- Information provided -
>>>

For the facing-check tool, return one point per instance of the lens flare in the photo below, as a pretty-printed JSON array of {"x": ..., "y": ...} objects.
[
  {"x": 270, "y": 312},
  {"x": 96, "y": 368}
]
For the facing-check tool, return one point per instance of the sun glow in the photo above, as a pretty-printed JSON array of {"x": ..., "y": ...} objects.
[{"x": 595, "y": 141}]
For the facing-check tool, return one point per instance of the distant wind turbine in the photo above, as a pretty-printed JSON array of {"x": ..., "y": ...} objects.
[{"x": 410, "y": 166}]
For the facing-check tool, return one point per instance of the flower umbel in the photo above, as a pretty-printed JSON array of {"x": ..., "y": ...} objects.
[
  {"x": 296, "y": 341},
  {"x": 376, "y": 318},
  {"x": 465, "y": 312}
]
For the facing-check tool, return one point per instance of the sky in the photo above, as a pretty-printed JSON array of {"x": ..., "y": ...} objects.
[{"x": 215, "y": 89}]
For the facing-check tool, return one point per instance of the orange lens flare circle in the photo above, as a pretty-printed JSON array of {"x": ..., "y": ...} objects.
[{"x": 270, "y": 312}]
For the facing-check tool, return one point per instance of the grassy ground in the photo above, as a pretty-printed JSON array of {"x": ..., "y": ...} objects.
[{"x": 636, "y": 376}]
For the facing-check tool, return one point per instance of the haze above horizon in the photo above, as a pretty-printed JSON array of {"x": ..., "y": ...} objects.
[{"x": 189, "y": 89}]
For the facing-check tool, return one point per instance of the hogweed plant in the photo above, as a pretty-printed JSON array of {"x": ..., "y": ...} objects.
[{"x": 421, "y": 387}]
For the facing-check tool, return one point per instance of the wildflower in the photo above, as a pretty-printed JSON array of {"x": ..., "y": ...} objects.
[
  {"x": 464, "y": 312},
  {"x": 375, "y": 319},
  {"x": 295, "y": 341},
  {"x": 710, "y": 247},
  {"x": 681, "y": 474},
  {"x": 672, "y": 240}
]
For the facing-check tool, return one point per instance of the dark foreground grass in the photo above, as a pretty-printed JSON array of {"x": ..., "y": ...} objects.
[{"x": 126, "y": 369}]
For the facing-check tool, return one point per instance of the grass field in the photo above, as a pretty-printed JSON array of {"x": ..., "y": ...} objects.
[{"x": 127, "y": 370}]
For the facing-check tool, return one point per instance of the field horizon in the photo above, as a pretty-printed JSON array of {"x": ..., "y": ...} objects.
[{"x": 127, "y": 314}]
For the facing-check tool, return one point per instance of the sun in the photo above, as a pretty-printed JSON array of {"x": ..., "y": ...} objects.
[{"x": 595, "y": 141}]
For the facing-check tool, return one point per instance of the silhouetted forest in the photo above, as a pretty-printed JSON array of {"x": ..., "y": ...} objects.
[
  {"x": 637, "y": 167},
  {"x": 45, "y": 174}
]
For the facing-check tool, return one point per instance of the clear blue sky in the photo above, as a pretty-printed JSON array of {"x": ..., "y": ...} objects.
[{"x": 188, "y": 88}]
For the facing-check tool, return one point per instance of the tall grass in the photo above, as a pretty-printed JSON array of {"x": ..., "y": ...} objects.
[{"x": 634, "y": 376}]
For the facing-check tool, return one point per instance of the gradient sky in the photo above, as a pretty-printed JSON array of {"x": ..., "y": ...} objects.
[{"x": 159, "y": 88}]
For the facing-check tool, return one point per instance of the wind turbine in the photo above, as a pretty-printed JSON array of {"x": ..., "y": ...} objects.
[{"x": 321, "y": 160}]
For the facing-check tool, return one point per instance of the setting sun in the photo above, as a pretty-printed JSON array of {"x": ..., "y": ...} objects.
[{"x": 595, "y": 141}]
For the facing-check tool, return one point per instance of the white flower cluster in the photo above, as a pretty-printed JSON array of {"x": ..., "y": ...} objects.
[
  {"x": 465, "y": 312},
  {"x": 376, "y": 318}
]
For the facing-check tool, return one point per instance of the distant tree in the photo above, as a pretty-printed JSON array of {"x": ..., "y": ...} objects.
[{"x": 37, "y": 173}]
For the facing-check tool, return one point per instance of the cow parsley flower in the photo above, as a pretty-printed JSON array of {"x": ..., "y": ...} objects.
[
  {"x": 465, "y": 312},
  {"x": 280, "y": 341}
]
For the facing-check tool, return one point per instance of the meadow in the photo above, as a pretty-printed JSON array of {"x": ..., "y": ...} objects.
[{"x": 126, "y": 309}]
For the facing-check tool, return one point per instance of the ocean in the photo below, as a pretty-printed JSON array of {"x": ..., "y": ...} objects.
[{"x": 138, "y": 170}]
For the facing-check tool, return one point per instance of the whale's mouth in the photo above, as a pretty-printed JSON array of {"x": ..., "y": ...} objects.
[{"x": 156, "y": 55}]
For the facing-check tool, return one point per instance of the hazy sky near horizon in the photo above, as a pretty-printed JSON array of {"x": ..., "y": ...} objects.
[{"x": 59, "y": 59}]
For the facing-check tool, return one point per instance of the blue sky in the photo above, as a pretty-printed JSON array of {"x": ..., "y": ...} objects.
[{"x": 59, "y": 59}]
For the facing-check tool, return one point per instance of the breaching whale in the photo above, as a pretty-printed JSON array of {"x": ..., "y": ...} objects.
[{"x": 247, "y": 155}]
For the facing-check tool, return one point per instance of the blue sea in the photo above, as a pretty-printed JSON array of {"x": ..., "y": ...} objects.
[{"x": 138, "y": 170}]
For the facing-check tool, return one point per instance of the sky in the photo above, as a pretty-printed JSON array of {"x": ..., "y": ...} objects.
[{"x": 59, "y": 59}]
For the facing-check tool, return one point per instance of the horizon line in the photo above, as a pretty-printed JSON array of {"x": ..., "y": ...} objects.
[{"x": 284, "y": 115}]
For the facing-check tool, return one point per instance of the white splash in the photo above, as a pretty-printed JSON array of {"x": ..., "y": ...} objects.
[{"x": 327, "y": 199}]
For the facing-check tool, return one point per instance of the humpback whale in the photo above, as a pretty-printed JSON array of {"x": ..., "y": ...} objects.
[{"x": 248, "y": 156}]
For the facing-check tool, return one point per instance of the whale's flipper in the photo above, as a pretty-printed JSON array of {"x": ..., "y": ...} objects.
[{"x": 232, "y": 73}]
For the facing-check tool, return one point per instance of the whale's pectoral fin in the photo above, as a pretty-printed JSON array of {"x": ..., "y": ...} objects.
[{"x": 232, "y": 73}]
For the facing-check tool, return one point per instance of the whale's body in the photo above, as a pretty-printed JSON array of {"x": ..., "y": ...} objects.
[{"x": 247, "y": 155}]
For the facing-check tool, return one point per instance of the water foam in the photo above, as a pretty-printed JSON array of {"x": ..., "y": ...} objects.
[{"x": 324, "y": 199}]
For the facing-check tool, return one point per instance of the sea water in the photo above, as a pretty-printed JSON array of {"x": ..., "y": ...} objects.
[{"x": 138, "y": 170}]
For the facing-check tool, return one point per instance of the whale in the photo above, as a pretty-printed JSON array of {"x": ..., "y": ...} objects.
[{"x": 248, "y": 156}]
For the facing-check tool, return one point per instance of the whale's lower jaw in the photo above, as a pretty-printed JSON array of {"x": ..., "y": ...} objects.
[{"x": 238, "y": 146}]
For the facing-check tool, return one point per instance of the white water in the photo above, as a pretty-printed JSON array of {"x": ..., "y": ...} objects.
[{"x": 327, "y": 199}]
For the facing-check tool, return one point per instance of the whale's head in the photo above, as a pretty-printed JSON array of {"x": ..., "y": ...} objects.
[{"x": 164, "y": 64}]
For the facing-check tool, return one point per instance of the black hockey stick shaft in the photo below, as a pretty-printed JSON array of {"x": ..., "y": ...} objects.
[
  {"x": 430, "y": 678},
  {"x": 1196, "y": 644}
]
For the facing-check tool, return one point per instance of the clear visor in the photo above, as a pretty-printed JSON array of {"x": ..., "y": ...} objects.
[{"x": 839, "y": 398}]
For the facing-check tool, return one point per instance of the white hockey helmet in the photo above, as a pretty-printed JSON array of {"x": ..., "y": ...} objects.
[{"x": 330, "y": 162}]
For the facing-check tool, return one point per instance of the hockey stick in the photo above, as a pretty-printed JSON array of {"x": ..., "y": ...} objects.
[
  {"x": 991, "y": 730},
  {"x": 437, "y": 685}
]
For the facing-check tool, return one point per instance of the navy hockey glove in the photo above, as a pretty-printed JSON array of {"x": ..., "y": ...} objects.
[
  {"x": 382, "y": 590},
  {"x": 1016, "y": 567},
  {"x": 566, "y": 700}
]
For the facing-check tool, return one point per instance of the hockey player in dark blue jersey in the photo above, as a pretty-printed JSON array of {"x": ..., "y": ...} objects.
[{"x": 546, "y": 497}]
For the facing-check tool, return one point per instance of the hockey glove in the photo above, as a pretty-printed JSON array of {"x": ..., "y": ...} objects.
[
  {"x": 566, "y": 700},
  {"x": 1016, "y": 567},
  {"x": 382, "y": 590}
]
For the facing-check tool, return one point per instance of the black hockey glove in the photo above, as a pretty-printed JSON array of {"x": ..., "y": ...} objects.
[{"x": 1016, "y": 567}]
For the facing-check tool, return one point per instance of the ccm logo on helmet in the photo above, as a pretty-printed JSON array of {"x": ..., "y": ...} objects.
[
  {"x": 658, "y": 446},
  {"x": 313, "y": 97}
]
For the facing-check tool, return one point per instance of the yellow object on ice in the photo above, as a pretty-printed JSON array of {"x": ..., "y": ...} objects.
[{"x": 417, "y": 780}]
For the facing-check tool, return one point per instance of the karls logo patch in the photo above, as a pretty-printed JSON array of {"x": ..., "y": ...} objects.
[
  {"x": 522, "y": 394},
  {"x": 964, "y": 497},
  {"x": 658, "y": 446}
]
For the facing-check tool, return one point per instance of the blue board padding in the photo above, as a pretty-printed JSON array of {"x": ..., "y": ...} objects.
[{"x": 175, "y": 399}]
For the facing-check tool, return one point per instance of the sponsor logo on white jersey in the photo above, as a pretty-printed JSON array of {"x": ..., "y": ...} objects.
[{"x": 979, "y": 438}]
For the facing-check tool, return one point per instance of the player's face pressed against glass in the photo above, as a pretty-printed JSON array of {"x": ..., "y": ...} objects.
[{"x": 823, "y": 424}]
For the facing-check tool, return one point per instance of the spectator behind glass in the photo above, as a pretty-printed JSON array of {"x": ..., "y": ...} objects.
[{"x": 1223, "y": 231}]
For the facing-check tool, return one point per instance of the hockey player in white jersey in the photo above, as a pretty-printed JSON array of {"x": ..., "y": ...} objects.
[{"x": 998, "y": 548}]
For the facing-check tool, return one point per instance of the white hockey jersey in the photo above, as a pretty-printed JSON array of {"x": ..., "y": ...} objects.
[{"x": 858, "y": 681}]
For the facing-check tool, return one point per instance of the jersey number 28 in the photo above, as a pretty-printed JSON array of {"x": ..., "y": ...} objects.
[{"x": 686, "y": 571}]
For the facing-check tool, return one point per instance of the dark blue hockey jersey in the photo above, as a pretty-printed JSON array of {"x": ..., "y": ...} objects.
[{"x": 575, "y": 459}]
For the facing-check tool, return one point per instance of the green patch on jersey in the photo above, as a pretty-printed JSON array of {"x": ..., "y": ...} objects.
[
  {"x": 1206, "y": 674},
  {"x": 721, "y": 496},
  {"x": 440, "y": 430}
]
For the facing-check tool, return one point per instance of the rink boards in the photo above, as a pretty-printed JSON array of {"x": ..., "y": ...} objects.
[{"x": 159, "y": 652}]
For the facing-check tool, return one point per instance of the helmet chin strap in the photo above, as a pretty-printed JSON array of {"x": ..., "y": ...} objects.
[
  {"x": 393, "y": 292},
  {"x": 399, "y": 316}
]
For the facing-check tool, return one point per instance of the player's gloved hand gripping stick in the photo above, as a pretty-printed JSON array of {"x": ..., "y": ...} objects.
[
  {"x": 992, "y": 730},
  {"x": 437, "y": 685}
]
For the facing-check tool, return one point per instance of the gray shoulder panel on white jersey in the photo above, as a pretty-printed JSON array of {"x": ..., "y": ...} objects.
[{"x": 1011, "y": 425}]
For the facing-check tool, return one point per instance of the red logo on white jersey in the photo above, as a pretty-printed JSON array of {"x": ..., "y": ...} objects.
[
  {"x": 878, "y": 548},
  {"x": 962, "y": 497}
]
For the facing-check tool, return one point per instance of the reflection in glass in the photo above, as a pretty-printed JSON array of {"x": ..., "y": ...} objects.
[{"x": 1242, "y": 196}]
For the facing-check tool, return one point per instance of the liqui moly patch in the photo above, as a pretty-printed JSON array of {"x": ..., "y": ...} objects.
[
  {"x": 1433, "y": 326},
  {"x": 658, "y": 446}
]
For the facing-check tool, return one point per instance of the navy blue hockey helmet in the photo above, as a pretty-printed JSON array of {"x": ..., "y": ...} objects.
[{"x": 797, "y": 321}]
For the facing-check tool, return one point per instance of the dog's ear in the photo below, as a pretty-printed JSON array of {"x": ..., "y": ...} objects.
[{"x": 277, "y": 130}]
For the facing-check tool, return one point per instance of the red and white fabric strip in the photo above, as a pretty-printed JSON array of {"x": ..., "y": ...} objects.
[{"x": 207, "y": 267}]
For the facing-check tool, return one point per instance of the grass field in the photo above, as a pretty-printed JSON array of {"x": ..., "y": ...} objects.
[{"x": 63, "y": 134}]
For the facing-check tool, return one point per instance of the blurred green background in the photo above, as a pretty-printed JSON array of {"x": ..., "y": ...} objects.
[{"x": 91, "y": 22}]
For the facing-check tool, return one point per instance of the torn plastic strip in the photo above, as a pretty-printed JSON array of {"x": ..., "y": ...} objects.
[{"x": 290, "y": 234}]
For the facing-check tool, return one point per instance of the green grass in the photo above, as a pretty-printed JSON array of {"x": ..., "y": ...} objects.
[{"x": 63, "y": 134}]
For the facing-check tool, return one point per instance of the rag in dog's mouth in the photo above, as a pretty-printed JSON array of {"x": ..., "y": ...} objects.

<<<

Repeat, without changes, every line from the one that contains "of the dog's" through the final line of the data.

- Solution for this exercise -
For the facing-check tool, return one point per instance of the dog's ear in the photo below, as a pretty-printed JSON array of {"x": ..., "y": ...} objects.
[{"x": 277, "y": 130}]
For the facing-check tool, return one point per instance of the red and white fabric strip in the photo above, as a pretty-printed JSON array of {"x": ..., "y": ...} objects.
[{"x": 207, "y": 267}]
For the facing-check tool, return one point per instance of the grass field in the photo above, as a pretty-printed JSON array of {"x": ..., "y": ...} objects.
[{"x": 63, "y": 134}]
For the facing-check tool, return one point per instance of the blurred green background in the photo above, as a pretty-printed JSON array of {"x": ..., "y": ...} objects.
[{"x": 91, "y": 22}]
For the facing-check tool, return one point per instance of the torn plastic strip in the photo above, as a pretty-printed JSON array of {"x": ..., "y": ...} objects.
[{"x": 290, "y": 234}]
For the facing-check tool, return one point per instance of the green grass in the photo above, as a pretty-printed JSON array of {"x": ..., "y": ...} objects.
[{"x": 63, "y": 134}]
For the facing-check tool, return one point per instance of the rag in dog's mouth in the photo above, as a pretty-printed JSON array of {"x": ..., "y": ...} objects.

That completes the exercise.